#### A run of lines
================================

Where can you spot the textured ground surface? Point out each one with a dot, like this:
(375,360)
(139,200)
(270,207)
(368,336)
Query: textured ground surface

================================

#### TASK TO CARRY OUT
Set down the lines above again, word for word, in the same order.

#### THE RESPONSE
Where can you spot the textured ground surface? Point out each one with a dot, like this:
(375,360)
(139,200)
(270,207)
(368,336)
Query: textured ground surface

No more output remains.